(Rows from an object pointing dataset)

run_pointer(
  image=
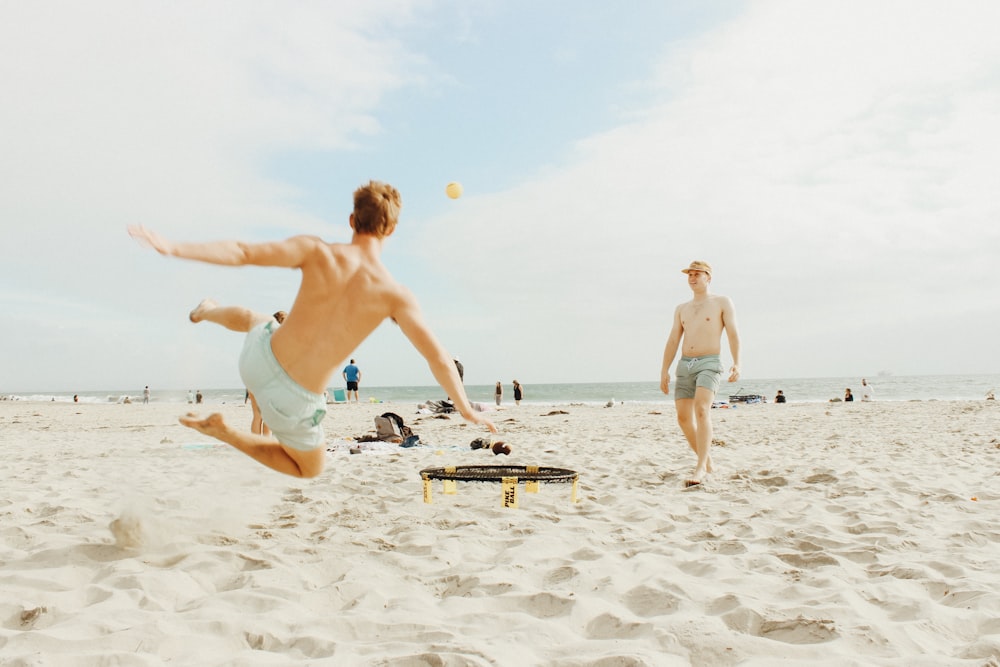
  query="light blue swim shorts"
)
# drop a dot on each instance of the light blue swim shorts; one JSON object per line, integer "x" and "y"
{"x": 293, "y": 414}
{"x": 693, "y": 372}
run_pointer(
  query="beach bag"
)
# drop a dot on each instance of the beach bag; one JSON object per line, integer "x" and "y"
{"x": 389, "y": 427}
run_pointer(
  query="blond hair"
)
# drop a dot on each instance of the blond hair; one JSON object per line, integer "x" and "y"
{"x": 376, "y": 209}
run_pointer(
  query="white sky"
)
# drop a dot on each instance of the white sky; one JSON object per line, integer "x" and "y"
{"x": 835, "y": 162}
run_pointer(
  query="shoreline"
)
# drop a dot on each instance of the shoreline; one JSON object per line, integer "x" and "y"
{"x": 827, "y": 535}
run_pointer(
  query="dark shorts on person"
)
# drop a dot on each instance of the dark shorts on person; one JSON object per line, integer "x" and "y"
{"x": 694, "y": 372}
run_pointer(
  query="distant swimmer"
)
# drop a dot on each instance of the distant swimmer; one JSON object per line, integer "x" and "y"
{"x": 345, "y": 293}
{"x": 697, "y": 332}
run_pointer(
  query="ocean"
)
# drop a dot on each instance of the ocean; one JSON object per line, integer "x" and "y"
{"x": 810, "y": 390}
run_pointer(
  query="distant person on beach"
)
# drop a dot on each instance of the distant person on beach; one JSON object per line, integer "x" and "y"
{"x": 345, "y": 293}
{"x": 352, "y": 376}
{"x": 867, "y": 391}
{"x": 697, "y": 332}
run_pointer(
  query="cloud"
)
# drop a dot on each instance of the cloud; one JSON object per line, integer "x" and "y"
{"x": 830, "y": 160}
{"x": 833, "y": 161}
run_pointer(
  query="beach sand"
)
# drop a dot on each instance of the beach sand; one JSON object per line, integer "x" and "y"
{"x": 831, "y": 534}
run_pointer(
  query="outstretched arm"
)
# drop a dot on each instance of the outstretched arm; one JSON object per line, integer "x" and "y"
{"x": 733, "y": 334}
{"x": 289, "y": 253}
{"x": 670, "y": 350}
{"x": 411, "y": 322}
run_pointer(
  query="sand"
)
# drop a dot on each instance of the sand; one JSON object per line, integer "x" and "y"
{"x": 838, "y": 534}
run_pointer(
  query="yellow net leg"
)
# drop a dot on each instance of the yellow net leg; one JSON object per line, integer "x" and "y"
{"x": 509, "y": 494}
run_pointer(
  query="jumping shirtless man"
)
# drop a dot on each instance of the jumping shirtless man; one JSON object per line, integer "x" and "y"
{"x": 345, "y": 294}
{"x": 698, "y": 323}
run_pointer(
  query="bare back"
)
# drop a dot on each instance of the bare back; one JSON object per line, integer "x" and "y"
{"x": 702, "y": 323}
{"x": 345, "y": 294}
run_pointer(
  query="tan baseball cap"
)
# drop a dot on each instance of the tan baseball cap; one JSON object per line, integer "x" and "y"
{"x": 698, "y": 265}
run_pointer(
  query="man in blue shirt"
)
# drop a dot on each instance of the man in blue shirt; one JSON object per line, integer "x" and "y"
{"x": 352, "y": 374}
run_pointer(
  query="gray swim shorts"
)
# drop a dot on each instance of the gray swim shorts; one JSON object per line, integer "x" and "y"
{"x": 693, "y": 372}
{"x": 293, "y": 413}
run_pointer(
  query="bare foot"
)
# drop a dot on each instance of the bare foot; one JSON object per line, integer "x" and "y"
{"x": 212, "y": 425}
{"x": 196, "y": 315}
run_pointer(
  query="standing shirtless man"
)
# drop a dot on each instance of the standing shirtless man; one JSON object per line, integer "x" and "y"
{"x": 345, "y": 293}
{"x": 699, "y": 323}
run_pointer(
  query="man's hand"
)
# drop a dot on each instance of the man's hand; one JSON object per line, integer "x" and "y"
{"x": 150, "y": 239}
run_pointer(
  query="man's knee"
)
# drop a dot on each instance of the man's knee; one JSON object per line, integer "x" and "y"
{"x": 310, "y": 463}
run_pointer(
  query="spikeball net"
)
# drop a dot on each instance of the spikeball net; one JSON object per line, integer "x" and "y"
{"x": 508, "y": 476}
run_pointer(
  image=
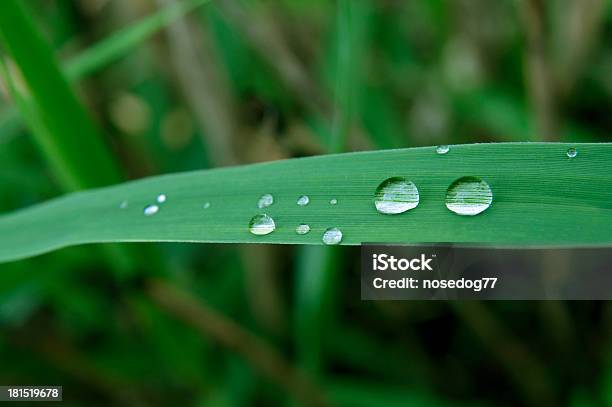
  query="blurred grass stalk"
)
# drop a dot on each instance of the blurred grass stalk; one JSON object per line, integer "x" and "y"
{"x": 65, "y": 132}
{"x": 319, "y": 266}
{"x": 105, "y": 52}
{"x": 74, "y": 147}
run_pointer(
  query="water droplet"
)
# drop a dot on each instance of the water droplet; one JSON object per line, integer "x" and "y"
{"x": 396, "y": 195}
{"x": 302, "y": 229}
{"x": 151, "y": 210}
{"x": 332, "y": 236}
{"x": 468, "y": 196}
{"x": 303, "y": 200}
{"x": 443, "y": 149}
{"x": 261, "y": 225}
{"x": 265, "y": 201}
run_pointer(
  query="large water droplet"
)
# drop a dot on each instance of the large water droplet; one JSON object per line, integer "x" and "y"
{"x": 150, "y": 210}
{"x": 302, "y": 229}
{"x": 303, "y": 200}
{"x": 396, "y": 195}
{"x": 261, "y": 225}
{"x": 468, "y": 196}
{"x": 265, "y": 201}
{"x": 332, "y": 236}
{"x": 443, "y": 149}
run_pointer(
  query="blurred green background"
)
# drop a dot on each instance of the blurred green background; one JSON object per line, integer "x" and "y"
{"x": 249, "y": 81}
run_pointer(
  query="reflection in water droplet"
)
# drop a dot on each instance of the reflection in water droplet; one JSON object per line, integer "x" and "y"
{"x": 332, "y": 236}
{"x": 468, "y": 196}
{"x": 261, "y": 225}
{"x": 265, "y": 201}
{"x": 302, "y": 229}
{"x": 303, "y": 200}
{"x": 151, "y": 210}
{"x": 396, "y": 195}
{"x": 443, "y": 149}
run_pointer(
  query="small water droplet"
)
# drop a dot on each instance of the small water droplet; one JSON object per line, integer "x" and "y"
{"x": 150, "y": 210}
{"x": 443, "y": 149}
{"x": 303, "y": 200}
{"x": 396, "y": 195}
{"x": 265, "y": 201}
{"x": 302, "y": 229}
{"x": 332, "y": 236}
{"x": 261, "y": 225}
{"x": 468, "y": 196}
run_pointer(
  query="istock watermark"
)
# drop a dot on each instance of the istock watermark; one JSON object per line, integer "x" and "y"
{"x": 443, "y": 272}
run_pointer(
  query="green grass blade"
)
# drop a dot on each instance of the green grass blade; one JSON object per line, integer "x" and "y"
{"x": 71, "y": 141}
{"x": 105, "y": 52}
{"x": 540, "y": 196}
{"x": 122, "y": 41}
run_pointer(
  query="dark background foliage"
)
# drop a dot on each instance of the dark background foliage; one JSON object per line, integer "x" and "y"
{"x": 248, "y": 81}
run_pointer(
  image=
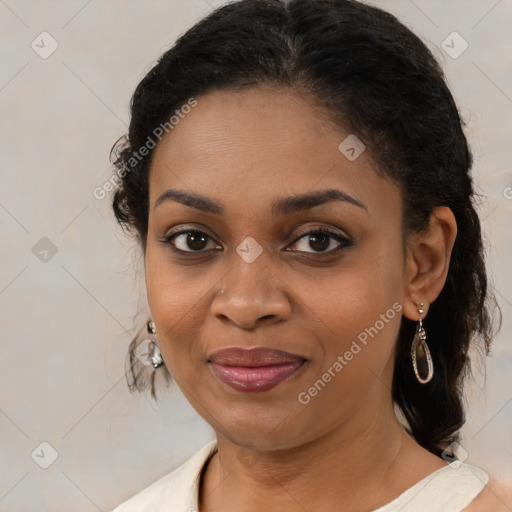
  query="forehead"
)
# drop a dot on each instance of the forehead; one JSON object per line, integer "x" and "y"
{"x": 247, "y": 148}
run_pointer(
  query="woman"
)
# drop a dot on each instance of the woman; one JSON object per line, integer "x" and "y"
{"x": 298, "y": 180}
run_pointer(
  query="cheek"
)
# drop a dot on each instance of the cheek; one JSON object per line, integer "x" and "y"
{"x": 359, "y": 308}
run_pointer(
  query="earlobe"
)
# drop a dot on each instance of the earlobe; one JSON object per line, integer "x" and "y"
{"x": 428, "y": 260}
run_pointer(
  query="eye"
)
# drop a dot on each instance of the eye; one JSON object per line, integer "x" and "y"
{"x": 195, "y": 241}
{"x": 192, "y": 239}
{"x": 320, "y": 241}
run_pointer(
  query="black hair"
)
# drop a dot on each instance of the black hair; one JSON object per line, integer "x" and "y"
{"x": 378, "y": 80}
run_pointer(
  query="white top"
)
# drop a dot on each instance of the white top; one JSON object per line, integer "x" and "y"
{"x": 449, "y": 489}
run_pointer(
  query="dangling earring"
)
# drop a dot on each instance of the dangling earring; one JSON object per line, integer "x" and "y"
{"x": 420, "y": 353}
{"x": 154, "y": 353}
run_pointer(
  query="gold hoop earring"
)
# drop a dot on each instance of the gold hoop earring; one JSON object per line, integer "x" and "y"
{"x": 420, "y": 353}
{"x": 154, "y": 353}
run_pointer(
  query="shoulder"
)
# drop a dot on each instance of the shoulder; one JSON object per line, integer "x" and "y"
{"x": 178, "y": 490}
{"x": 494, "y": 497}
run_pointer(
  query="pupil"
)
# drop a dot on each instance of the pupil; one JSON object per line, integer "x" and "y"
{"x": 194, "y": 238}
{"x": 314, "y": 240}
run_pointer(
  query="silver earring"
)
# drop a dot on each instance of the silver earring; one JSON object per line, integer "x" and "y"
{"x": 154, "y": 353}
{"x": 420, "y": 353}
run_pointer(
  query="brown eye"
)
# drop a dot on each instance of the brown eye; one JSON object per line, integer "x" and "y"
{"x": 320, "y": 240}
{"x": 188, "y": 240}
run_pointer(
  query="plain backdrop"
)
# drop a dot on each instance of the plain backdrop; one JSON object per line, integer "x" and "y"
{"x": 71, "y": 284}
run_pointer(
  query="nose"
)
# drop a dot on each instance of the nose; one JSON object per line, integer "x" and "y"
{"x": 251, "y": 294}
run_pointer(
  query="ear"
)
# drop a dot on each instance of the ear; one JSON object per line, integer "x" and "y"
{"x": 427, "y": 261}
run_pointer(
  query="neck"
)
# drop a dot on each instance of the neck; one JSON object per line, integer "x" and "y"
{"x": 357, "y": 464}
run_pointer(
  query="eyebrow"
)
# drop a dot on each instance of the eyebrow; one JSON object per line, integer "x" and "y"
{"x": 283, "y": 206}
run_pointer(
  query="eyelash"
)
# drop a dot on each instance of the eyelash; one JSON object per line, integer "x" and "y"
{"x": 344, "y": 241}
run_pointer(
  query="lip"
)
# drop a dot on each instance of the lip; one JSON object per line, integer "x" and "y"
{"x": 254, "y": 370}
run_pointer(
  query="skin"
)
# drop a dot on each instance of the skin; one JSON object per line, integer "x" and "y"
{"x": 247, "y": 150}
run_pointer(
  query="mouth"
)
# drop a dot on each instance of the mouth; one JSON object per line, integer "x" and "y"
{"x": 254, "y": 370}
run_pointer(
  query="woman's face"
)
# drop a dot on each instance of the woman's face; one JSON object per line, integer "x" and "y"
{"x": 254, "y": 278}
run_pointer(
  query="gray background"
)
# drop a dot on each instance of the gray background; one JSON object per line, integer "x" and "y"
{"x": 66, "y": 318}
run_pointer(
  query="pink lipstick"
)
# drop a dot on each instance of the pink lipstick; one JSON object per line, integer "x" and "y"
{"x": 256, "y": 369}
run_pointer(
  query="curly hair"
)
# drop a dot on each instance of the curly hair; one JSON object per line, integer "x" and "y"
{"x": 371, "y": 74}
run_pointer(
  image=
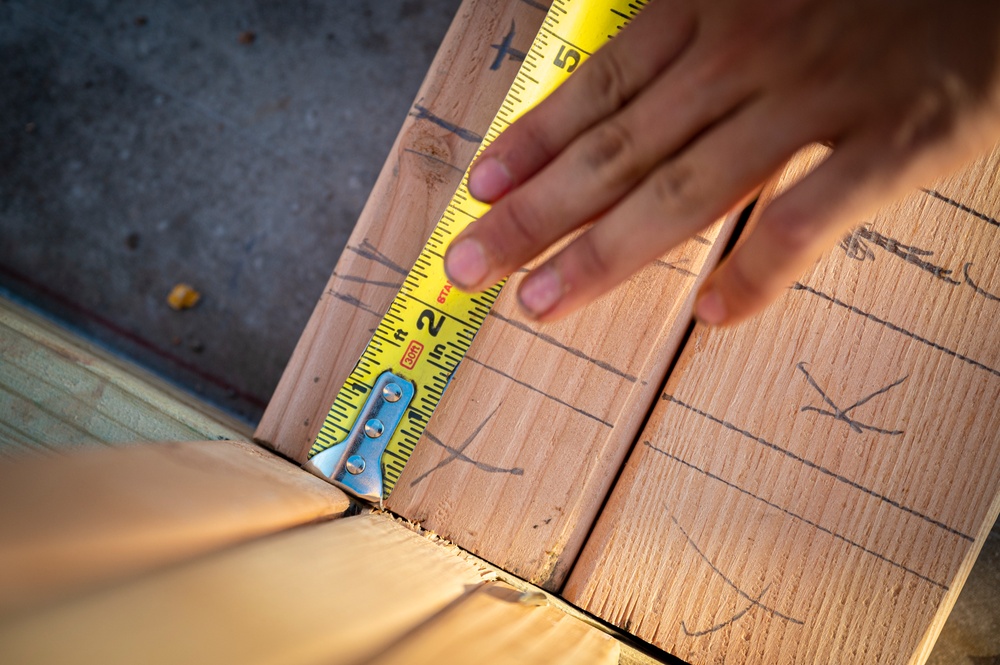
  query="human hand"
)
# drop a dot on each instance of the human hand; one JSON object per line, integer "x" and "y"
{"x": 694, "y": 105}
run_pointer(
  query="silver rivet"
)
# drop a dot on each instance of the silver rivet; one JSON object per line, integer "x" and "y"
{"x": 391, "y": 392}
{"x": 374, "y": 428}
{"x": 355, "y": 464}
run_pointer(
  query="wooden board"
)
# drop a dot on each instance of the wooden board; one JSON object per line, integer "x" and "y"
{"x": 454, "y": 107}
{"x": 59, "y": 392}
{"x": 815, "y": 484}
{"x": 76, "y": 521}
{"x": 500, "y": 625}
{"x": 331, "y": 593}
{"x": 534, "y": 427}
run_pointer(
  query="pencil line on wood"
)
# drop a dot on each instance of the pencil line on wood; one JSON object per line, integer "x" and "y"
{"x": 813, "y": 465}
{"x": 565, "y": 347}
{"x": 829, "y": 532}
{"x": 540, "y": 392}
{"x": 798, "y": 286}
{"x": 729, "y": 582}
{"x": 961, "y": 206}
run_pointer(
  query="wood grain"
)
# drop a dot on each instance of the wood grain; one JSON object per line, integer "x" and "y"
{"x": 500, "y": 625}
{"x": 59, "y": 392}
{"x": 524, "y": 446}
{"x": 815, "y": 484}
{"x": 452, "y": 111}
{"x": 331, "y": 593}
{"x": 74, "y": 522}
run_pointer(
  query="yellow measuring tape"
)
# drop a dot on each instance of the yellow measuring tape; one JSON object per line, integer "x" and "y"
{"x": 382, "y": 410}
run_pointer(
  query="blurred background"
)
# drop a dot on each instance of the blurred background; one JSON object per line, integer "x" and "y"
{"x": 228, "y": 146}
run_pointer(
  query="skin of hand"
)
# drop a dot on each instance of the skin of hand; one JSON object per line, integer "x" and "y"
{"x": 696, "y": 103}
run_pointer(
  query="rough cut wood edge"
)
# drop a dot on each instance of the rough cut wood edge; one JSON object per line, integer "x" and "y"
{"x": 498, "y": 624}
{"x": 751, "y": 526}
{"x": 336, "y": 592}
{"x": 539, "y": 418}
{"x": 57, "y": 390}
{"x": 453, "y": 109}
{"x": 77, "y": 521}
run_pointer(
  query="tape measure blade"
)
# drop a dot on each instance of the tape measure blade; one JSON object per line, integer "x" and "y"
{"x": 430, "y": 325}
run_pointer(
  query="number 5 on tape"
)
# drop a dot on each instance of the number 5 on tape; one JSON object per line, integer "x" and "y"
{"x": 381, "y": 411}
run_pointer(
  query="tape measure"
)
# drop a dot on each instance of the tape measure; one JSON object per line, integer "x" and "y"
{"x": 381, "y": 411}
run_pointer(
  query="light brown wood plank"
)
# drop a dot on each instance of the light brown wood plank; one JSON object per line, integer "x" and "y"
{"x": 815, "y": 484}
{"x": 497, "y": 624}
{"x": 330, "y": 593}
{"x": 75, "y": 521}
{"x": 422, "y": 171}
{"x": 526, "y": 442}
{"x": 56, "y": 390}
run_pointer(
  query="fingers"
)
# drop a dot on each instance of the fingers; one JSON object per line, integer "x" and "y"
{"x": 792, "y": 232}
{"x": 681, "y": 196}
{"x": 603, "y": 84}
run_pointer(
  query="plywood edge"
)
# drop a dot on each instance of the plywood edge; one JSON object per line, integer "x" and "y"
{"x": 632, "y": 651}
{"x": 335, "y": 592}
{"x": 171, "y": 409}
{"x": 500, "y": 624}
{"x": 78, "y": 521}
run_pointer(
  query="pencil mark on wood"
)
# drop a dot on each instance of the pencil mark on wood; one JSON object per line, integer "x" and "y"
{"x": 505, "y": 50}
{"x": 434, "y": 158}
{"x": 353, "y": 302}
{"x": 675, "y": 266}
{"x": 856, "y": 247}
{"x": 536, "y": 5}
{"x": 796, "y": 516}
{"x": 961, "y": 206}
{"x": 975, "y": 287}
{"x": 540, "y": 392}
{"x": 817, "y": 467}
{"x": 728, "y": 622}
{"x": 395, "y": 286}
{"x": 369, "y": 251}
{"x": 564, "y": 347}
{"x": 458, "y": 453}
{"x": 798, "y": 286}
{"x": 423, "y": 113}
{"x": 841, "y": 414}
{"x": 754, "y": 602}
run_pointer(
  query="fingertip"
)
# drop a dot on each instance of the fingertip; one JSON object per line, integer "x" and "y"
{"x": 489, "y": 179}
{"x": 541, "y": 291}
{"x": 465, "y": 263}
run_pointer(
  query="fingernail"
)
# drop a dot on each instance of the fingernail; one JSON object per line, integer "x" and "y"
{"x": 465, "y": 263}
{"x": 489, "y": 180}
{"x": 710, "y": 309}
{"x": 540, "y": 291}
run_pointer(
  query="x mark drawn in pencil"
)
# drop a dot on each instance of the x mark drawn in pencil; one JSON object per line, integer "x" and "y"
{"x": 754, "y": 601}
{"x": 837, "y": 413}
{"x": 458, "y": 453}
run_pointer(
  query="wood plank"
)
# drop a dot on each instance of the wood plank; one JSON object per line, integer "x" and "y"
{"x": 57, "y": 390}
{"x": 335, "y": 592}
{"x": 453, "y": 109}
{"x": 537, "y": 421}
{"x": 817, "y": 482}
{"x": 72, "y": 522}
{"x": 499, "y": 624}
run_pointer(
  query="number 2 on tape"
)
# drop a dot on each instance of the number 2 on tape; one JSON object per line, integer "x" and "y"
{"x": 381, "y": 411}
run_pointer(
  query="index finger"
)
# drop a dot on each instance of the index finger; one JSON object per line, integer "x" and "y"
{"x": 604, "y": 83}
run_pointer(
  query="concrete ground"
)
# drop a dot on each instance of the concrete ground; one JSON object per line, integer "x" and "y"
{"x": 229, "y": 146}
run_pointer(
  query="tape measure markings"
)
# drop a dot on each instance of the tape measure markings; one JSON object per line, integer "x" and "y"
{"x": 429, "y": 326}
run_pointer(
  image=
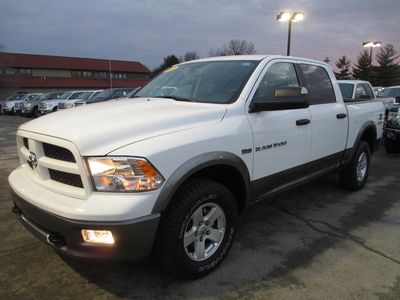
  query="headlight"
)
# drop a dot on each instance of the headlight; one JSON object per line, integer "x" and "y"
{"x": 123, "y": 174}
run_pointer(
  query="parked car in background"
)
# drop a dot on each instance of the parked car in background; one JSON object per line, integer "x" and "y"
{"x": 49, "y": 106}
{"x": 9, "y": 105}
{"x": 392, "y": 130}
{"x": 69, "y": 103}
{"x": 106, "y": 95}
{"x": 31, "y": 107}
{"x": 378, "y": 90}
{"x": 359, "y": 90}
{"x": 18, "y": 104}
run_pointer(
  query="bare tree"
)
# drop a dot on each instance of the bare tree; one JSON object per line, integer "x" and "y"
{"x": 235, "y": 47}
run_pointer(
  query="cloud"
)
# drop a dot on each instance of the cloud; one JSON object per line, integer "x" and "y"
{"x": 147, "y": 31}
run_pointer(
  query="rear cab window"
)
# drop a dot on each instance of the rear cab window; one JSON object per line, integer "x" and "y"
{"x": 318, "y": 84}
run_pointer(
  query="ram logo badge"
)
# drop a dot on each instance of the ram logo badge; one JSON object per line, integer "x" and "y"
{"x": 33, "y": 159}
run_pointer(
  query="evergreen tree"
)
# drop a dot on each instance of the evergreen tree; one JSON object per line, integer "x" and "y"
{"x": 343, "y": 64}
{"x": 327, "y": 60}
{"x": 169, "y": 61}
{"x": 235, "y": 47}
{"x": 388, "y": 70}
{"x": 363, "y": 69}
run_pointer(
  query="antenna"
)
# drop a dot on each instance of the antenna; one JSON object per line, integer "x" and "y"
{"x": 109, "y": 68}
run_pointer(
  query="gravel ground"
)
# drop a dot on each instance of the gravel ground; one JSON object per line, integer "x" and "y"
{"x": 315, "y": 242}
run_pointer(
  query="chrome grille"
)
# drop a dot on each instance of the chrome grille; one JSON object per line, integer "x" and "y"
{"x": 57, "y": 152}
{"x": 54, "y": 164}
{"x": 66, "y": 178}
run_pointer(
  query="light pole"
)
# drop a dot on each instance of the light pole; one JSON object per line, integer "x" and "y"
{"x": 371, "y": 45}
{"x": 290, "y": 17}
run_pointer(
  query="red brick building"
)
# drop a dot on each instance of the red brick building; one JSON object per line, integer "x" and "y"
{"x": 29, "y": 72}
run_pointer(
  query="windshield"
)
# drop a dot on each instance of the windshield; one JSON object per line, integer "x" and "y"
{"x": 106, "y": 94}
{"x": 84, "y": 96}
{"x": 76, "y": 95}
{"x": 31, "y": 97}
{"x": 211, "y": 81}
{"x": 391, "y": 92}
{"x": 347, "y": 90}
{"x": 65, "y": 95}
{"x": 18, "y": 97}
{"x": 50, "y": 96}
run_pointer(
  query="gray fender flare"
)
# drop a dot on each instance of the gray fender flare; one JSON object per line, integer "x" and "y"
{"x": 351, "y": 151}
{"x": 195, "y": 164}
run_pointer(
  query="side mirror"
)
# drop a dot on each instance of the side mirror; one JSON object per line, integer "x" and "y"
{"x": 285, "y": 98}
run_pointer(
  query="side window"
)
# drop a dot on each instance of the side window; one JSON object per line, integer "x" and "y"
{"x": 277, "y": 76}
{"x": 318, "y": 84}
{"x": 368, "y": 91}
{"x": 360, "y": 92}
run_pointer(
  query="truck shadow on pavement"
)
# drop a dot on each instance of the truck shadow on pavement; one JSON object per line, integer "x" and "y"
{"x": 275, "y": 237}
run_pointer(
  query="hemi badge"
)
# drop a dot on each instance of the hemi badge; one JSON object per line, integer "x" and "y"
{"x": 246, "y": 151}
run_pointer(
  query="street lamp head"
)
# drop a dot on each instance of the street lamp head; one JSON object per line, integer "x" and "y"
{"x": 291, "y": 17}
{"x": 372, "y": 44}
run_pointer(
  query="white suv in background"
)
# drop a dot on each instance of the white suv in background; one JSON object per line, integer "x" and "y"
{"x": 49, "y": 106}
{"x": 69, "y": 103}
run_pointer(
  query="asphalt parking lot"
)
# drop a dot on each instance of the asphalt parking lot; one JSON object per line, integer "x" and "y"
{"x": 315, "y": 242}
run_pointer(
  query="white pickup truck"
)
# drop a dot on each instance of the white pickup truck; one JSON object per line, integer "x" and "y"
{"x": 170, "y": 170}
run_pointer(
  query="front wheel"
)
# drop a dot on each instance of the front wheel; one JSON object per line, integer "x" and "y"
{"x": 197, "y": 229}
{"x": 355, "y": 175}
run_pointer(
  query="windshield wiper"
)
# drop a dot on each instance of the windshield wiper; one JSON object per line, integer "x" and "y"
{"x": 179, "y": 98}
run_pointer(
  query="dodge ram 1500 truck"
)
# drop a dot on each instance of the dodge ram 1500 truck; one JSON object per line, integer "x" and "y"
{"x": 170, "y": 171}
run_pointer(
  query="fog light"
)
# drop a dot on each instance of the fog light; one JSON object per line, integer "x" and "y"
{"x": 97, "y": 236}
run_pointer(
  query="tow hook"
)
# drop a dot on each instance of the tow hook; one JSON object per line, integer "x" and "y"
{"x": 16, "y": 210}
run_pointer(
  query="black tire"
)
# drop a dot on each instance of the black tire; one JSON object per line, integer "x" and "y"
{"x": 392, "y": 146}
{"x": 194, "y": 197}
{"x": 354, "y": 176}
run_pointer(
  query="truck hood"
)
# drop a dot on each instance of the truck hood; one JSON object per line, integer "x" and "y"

## WORK REQUIRED:
Give the number of lines in the items above that contain the word "hoop". Reply with the number only.

## RIGHT ANSWER:
2